*Задание 1:*
Выпишите имена всех людей, названных во фрагменте о гербе Перемышльской земли. Каждое имя укажите один раз.

*Фрагмент документа:*
▼

Перемышльская земля, которая лазоревого орла с двумя головами, повернутыми взаимно в разные стороны и венчанными короной, несет на красном поле.[2144]
Ранние изображения и описания герба Перемышльской земли, как видим, расходятся в определении цветов орла и поля, в котором он помещался. Впрочем, лазоревый орел в раннем свидетельстве Длугоша скорее всего возник по ошибке: ни один источник подобных сведений не подтверждает. Напротив, большинство из них (в том числе и позднейшее описание самого Длугоша) сходятся в том, что орел на гербе Перемышльской земли был желтым или золотым.
Сразу три варианта цвета щита, на котором помещался двуглавый коронованный орел, можно найти в ранних изображениях и описаниях герба Червонной Руси — Перемышльской земли: красный, черный и лазоревый. Тем не менее изображение герба «королевства Червонной Руси» Ульриха фон Рихенталя и герба «герцогства Червонной Руси» Виргила Солиса могут быть поставлены в один ряд с описаниями и изображениями, данными в трудах Яна Длугоша и Бартоша Папроцкого.

▲

*Исходные записи:*
▼

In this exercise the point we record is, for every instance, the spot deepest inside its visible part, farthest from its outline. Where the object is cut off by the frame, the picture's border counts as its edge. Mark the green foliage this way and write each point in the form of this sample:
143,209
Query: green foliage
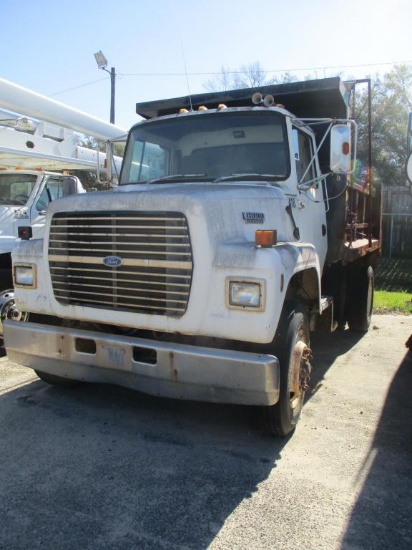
391,103
392,302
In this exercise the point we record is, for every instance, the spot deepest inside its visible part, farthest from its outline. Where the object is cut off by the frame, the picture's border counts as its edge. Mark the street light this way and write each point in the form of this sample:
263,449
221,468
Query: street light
102,64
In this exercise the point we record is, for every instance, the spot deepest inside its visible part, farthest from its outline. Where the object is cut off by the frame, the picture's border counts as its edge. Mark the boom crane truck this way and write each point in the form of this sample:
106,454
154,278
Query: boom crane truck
235,230
40,161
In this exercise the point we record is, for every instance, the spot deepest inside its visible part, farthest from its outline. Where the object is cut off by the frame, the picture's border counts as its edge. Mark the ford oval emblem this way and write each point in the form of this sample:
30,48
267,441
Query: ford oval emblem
112,261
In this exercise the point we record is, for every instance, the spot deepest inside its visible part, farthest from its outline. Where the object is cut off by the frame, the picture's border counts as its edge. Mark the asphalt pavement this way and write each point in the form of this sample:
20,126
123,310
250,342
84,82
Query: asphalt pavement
101,467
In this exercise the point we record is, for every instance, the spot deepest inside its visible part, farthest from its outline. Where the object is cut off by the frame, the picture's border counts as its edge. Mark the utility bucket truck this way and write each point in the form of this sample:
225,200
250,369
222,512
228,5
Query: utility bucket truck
236,229
39,162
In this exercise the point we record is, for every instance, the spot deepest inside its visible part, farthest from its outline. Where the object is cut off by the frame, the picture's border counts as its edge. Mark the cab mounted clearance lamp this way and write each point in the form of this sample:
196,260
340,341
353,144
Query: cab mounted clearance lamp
24,276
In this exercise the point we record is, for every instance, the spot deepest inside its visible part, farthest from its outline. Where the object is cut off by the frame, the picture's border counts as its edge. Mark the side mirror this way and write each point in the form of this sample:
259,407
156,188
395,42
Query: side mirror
340,149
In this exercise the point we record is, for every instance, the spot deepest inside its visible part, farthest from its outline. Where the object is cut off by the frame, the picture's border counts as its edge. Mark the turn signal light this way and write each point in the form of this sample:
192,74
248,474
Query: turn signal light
265,238
25,233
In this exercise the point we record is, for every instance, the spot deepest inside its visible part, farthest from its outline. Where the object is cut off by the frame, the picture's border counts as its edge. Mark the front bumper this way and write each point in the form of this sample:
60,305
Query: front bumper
154,367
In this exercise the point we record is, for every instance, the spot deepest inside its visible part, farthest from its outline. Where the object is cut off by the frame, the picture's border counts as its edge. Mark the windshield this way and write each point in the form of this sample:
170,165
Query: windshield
208,147
15,189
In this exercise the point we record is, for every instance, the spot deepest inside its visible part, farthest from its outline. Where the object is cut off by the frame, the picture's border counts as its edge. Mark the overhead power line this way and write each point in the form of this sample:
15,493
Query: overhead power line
185,74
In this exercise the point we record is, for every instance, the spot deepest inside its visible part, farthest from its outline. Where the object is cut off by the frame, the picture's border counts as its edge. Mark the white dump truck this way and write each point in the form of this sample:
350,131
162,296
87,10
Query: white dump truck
235,230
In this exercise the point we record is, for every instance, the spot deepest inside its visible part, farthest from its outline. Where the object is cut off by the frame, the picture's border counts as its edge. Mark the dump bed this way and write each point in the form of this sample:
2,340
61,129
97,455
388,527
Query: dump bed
326,97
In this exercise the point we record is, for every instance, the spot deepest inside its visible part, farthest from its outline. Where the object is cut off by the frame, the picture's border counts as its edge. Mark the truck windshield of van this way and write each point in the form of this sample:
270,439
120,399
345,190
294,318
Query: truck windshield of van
15,189
208,146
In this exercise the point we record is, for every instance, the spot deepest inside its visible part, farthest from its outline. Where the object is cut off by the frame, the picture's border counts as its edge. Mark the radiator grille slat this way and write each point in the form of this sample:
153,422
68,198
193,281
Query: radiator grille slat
153,249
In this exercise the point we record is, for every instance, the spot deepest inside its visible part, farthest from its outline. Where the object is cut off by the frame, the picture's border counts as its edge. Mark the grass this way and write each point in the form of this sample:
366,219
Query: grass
392,302
393,286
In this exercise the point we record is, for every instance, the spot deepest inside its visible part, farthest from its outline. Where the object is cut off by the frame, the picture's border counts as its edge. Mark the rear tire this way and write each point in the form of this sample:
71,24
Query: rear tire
291,347
359,304
55,380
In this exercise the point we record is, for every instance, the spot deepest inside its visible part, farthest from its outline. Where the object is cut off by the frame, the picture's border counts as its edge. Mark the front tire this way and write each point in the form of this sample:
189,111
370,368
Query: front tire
291,346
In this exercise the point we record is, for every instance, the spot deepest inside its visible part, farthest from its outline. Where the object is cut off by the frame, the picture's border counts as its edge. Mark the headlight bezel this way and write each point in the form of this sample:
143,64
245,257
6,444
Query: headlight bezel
24,275
235,286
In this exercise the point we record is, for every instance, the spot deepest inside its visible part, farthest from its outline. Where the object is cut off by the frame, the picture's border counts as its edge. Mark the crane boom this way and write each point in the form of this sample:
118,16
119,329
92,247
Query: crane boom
24,101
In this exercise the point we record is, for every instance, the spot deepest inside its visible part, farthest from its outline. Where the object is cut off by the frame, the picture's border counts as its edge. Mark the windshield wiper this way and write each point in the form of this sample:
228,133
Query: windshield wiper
248,176
177,177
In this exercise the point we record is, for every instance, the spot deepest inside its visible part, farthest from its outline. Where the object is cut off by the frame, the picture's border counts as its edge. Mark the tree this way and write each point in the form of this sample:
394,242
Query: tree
248,76
391,103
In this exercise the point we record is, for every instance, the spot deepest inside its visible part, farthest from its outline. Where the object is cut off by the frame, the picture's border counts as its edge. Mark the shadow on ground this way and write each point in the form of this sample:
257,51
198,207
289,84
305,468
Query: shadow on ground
385,501
102,467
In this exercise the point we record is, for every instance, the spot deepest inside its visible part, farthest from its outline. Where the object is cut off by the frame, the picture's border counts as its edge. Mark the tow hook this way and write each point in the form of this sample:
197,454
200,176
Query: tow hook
305,369
9,310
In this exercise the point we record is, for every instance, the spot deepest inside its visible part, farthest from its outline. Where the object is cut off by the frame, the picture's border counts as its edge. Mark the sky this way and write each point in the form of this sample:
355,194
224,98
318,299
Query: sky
170,48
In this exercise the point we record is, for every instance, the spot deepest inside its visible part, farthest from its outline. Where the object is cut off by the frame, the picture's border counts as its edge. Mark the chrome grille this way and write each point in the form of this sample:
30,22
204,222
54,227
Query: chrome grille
154,251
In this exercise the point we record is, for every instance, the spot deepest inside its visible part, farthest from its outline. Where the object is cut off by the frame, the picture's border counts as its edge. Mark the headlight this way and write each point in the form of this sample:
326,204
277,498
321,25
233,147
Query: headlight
245,294
24,275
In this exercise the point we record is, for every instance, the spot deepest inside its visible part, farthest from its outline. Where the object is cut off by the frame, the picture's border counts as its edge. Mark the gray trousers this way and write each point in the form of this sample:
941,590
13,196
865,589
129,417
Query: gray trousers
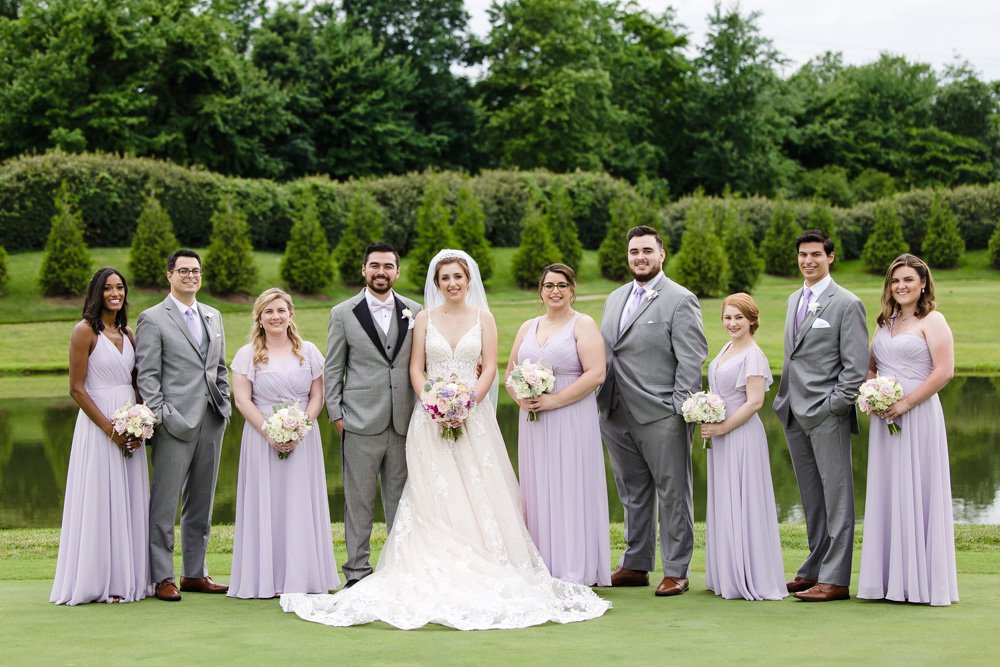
821,458
189,470
652,468
366,458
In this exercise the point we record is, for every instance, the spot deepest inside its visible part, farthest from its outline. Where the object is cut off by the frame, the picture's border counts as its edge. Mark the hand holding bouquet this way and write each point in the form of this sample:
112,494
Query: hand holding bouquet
136,423
531,380
704,407
448,402
877,394
287,426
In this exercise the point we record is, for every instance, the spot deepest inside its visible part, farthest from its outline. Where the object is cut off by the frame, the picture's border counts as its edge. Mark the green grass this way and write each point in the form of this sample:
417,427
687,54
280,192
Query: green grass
696,628
36,330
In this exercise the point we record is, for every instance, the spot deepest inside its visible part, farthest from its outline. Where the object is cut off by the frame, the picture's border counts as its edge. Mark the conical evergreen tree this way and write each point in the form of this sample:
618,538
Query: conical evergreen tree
777,249
152,244
433,231
306,265
943,243
66,263
229,263
701,263
565,234
364,226
886,242
470,229
536,249
745,264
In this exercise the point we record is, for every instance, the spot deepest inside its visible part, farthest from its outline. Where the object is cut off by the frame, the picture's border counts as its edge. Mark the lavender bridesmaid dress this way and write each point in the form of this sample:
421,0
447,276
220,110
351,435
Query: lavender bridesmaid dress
282,541
908,552
104,542
563,480
742,547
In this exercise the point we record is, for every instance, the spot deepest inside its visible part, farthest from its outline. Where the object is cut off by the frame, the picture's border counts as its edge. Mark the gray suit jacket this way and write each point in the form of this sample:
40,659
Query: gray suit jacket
366,386
176,381
655,362
823,366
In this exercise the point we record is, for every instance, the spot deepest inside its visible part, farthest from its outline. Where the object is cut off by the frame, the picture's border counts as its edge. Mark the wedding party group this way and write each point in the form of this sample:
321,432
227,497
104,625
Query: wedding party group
412,388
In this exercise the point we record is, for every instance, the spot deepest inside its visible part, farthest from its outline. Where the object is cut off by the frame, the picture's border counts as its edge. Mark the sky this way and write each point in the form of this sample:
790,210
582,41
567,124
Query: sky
926,31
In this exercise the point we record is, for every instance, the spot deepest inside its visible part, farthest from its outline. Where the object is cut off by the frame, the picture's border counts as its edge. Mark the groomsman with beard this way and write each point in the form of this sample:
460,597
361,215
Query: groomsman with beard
655,347
826,360
369,399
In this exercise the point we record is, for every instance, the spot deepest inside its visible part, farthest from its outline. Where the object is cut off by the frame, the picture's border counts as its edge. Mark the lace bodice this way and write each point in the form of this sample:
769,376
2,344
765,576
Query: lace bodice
442,361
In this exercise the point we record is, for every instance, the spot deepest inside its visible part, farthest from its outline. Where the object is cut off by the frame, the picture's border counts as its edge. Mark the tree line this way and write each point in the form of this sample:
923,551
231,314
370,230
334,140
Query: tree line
358,88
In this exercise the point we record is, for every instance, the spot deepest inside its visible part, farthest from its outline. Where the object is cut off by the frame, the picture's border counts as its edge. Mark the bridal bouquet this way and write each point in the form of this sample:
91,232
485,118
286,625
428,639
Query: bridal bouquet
704,407
287,424
136,421
530,380
879,393
448,402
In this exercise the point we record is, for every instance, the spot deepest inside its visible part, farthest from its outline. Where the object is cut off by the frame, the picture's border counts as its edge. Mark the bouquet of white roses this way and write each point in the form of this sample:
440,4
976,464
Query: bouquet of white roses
704,407
879,393
288,424
448,402
530,380
135,421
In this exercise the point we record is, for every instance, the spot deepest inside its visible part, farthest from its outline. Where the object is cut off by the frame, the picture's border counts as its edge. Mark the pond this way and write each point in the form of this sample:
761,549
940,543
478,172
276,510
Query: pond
35,438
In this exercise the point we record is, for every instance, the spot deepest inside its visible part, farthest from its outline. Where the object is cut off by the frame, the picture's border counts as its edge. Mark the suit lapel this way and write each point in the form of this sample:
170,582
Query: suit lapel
364,316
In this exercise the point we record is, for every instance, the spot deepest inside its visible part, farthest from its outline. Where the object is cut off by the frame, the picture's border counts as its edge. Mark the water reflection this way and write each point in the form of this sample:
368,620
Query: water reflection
35,440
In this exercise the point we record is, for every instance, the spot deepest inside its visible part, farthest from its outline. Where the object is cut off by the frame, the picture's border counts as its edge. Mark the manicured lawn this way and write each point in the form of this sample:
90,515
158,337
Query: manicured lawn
36,331
696,628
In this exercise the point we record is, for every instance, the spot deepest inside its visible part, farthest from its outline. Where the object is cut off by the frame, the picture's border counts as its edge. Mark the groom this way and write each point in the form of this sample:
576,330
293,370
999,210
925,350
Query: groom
369,399
826,360
655,348
182,376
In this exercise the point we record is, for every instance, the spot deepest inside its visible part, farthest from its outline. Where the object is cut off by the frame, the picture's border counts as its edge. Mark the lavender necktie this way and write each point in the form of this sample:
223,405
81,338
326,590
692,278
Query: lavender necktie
630,309
193,325
800,316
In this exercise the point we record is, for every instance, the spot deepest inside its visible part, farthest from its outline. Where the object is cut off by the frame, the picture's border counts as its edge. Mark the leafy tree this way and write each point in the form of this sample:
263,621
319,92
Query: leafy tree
470,229
733,118
777,249
536,249
943,245
701,264
364,226
745,264
66,264
229,263
559,211
885,242
626,211
152,244
306,264
433,230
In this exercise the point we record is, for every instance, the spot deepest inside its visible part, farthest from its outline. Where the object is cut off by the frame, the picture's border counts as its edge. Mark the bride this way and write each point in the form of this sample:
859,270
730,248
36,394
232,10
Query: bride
459,553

▲

*Задание 2:*
Представьте в виде списка JSON из строк все строки записей начиная со строки, содержащей «the front tire», и до строки, содержащей «Query: front tire», включая обе. Каждая строка должна стать отдельным элементом списка, пустые строки пропустите.

*Ожидаемый ответ 1:*
Ян Длугош
Ульрих фон Рихенталь
Виргил Солис
Бартош Папроцкий

*Ожидаемый ответ 2:*
[
  "In this exercise the point we record is, for every instance, the spot deepest inside its visible part, farthest from its outline. Where the object is cut off by the frame, the picture's border counts as its edge. Mark the front tire this way and write each point in the form of this sample:",
  "189,111",
  "370,368",
  "Query: front tire"
]